All entries below are to be set down again, identical to the source.

[Begin]

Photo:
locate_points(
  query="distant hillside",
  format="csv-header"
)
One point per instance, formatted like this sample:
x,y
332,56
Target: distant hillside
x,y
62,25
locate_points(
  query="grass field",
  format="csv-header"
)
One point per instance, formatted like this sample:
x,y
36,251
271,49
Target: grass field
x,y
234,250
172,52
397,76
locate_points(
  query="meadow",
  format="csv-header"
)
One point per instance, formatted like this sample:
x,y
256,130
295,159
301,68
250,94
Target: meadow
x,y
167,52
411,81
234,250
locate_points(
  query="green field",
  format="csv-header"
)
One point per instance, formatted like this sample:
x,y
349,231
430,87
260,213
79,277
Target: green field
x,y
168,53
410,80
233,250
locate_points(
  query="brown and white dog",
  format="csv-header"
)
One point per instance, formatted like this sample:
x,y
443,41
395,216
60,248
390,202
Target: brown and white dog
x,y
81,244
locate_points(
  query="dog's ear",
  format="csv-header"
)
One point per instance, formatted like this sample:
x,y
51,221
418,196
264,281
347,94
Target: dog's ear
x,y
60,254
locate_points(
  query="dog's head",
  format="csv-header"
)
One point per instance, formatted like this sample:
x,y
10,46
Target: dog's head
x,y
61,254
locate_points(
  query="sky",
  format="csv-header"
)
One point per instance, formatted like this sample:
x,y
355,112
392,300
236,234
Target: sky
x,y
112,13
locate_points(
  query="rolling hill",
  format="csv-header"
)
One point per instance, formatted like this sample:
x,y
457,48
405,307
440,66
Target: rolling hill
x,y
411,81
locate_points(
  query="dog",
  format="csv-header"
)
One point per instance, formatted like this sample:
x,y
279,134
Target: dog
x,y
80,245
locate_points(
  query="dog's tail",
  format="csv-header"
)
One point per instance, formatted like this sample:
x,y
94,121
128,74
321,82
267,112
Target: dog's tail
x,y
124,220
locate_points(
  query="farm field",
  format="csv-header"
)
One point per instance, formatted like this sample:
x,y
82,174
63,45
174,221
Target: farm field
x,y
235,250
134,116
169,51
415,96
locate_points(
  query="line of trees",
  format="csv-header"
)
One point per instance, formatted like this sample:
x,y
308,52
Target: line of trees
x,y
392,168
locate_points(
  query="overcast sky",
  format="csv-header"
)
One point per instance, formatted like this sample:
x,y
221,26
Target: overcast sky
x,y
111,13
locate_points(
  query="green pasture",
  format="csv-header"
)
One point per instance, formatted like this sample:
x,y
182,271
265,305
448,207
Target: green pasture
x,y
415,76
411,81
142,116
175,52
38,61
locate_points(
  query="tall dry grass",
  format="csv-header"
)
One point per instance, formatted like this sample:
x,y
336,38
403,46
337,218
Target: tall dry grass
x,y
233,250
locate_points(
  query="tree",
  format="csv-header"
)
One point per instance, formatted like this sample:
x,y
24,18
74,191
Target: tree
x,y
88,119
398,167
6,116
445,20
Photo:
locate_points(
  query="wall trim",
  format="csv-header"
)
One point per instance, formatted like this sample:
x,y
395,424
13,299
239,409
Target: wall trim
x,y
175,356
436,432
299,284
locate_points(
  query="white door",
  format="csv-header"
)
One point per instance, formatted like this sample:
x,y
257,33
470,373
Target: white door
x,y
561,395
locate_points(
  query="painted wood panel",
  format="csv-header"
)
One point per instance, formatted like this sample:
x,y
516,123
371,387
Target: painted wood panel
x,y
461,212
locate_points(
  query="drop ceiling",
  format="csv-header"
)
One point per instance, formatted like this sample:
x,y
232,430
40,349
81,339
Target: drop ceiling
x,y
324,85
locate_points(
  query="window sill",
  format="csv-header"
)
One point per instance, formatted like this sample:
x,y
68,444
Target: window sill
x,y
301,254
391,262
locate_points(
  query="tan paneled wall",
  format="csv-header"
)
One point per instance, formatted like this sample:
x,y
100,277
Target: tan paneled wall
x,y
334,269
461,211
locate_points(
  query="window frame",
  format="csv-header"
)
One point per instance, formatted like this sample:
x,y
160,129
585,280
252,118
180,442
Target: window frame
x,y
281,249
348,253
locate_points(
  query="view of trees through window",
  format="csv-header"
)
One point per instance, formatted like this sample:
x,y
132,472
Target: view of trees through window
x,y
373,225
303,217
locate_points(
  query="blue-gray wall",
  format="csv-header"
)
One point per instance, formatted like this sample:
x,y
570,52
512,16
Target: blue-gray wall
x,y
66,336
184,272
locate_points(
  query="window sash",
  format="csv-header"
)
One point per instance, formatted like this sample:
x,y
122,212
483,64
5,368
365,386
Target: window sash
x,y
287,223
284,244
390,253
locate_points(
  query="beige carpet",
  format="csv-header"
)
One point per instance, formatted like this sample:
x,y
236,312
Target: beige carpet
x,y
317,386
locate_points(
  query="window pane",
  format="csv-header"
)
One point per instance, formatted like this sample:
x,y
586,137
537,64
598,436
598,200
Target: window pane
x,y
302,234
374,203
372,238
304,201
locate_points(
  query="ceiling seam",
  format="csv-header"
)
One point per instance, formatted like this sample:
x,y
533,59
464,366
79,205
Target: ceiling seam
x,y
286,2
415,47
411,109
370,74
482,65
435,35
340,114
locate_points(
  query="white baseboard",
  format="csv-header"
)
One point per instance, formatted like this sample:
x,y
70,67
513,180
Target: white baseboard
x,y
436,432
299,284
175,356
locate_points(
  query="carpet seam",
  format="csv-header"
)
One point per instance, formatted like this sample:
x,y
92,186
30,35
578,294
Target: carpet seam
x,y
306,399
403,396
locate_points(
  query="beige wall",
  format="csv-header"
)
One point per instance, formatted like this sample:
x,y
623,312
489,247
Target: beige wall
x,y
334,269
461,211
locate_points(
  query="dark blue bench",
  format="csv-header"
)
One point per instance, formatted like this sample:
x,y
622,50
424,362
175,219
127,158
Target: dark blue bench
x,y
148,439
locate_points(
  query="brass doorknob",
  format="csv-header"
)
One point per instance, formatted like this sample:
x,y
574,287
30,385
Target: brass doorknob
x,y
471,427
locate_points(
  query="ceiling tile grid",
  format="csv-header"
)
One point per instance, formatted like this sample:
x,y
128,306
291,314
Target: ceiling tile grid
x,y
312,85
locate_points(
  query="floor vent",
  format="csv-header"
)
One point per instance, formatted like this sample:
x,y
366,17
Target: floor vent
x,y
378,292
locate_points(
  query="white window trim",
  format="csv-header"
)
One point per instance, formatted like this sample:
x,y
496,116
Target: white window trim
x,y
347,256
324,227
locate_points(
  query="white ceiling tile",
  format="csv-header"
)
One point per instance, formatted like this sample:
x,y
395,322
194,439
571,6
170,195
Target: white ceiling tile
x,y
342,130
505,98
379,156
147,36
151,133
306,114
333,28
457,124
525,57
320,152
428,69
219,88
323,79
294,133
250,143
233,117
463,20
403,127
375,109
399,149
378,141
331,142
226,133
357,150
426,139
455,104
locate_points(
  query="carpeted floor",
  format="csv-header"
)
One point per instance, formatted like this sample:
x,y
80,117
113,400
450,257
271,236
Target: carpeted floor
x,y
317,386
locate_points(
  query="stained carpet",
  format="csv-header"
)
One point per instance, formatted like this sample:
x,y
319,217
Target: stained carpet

[End]

COMPLETE OUTPUT:
Photo:
locate_points(
  query="distant hillside",
  format="csv-header"
)
One point per instance, formatted like this sample:
x,y
332,56
Target: distant hillside
x,y
62,25
locate_points(
  query="grass field",
  format="csv-header"
)
One point per instance, formatted like this sample:
x,y
36,251
271,49
Target: grass field
x,y
234,250
172,52
397,76
locate_points(
  query="meadow",
  format="csv-header"
)
One point per instance, formatted like this sample:
x,y
256,130
295,159
301,68
250,94
Target: meadow
x,y
167,52
411,81
234,250
locate_points(
  query="green field",
  format="csv-header"
)
One point per instance, formatted like this sample:
x,y
349,231
430,87
260,213
79,277
Target: green field
x,y
168,53
410,80
233,250
locate_points(
  query="brown and white dog",
  format="csv-header"
)
One point per instance, formatted like this sample:
x,y
443,41
395,216
60,248
390,202
Target: brown and white dog
x,y
81,244
locate_points(
  query="dog's ear",
  format="csv-header"
)
One point per instance, formatted like this sample:
x,y
51,221
418,196
264,281
347,94
Target: dog's ear
x,y
60,254
locate_points(
  query="dog's head",
  format="csv-header"
)
One point per instance, formatted like this sample:
x,y
10,46
Target: dog's head
x,y
61,254
locate_points(
  query="sky",
  format="csv-header"
)
One point per instance, formatted like this sample:
x,y
355,112
392,300
236,234
Target: sky
x,y
112,13
locate_points(
  query="rolling hill",
  format="csv-header"
)
One point per instance, formatted like this sample:
x,y
457,48
405,307
440,66
Target: rolling hill
x,y
411,81
locate_points(
  query="dog",
  format="csv-header"
)
One point per instance, formatted like this sample:
x,y
279,134
Target: dog
x,y
80,245
locate_points(
  query="dog's tail",
  format="csv-header"
)
One point per instance, formatted like this sample:
x,y
94,121
128,74
321,82
267,112
Target: dog's tail
x,y
124,220
locate_points(
  query="farm field",
  format="csv-header"
)
One point per instance, formatted like this sample:
x,y
82,174
63,45
174,221
Target: farm field
x,y
235,250
134,116
169,51
415,96
locate_points(
  query="line of trees",
  format="csv-header"
)
One point per instance, formatted like this sample:
x,y
308,52
Target: line of trees
x,y
392,168
locate_points(
  query="overcast sky",
  format="csv-header"
)
One point per instance, formatted like this sample:
x,y
221,26
Target: overcast sky
x,y
111,13
locate_points(
  query="green pasture",
  format="csv-header"
)
One point per instance, formatted like this sample:
x,y
182,271
265,305
448,207
Target: green pasture
x,y
415,76
411,81
142,116
175,52
38,61
locate_points(
  query="tall dry grass",
  format="csv-header"
)
One point per instance, formatted like this sample:
x,y
336,38
403,46
337,218
Target: tall dry grass
x,y
233,250
locate_points(
  query="tree",
  format="csv-header"
)
One point per instance, formatted like this sample:
x,y
24,18
74,191
Target: tree
x,y
88,119
398,167
6,116
445,20
Photo:
locate_points(
  query="wall trim",
  format="csv-header"
)
One point per instance, formatted like this sample:
x,y
395,424
13,299
239,409
Target: wall trim
x,y
175,356
436,432
299,284
locate_points(
  query="white door",
  format="csv-header"
)
One point per instance, formatted like this sample:
x,y
257,33
470,373
Target: white door
x,y
561,395
locate_points(
  query="painted wood panel",
  format="csv-header"
)
One point per instance, formatted like this sample:
x,y
516,123
371,387
Target: painted wood panel
x,y
461,212
locate_points(
  query="drop ceiling",
  format="csv-header"
)
One point per instance, formatted like this sample:
x,y
232,430
40,349
81,339
Target: drop ceiling
x,y
324,85
locate_points(
  query="window sill",
  format="csv-header"
)
One point per instance, formatted like this sample:
x,y
68,444
Target: window sill
x,y
301,254
391,262
locate_points(
  query="tan paneled wall",
  format="csv-header"
)
One point per instance, formatted like this sample:
x,y
100,277
Target: tan paneled wall
x,y
334,269
461,211
locate_points(
  query="window frame",
  format="csv-header"
)
One point per instance, formatted like this sample:
x,y
160,129
585,280
252,118
180,442
Target: window frame
x,y
281,249
348,253
locate_points(
  query="view of trees through window",
  format="csv-header"
)
One point per instance, formatted like this sample:
x,y
132,472
Target: view of trees through window
x,y
373,225
303,217
locate_points(
  query="blue-gray wall",
  format="csv-header"
)
One point per instance, formatted like this sample:
x,y
570,52
512,16
Target: blue-gray wall
x,y
66,336
184,272
locate_points(
  query="window sash",
  format="csv-header"
)
One point per instance, formatted like this sample:
x,y
122,212
483,64
5,368
365,386
Target: window sash
x,y
287,223
284,244
390,253
locate_points(
  query="beige carpet",
  format="csv-header"
)
One point per instance, formatted like this sample:
x,y
236,312
Target: beige carpet
x,y
317,386
locate_points(
  query="window pane",
  format="csv-header"
)
One point per instance, formatted like this sample:
x,y
586,137
537,64
598,436
598,200
Target: window pane
x,y
302,234
374,203
372,238
304,201
locate_points(
  query="ceiling seam",
  format="csv-header"
)
One point per instance, formatted like this sample:
x,y
533,59
464,366
79,205
Target: ceiling seam
x,y
286,2
415,47
411,109
370,74
482,65
435,35
340,114
locate_points(
  query="white baseboard",
  format="csv-header"
)
One point per instance, formatted like this sample:
x,y
70,67
513,180
Target: white baseboard
x,y
436,432
299,284
175,356
locate_points(
  query="carpet seam",
  format="csv-header"
)
One point per instance, formatted like this sample:
x,y
92,186
30,35
578,294
Target: carpet seam
x,y
306,399
403,396
locate_points(
  query="beige wall",
  format="csv-header"
)
One point per instance, formatted like this sample:
x,y
623,312
489,247
Target: beige wall
x,y
334,269
461,211
locate_points(
  query="dark blue bench",
  format="csv-header"
)
One point per instance, formatted like this sample:
x,y
622,50
424,362
175,219
127,158
Target: dark blue bench
x,y
148,439
locate_points(
  query="brass doorknob",
  format="csv-header"
)
One point per instance, formatted like this sample:
x,y
574,287
30,385
Target: brass doorknob
x,y
471,427
locate_points(
  query="ceiling tile grid",
  format="csv-header"
)
One point per instance, formatted like this sample:
x,y
128,306
291,314
Target: ceiling tile grid
x,y
312,85
locate_points(
  query="floor vent",
  format="csv-header"
)
One point per instance, formatted like this sample:
x,y
366,17
Target: floor vent
x,y
378,292
locate_points(
  query="white window trim",
  format="csv-header"
)
One point per instance, formatted like this sample:
x,y
496,116
Target: white window trim
x,y
347,256
324,227
locate_points(
  query="white ceiling tile",
  format="csv-header"
)
One point per instance, formatted like this sample:
x,y
395,322
194,439
571,6
170,195
Target: white ceiling tile
x,y
342,130
505,98
379,156
147,36
151,133
306,114
333,28
457,124
525,57
320,152
428,69
219,88
323,79
294,133
250,143
233,117
463,20
403,127
375,109
399,149
378,141
331,142
226,133
357,150
426,139
455,104
locate_points(
  query="carpeted floor",
  format="csv-header"
)
One point per instance, formatted like this sample:
x,y
80,117
113,400
450,257
271,236
Target: carpeted floor
x,y
317,386
locate_points(
  query="stained carpet",
  format="csv-header"
)
One point per instance, formatted like this sample:
x,y
319,217
Target: stained carpet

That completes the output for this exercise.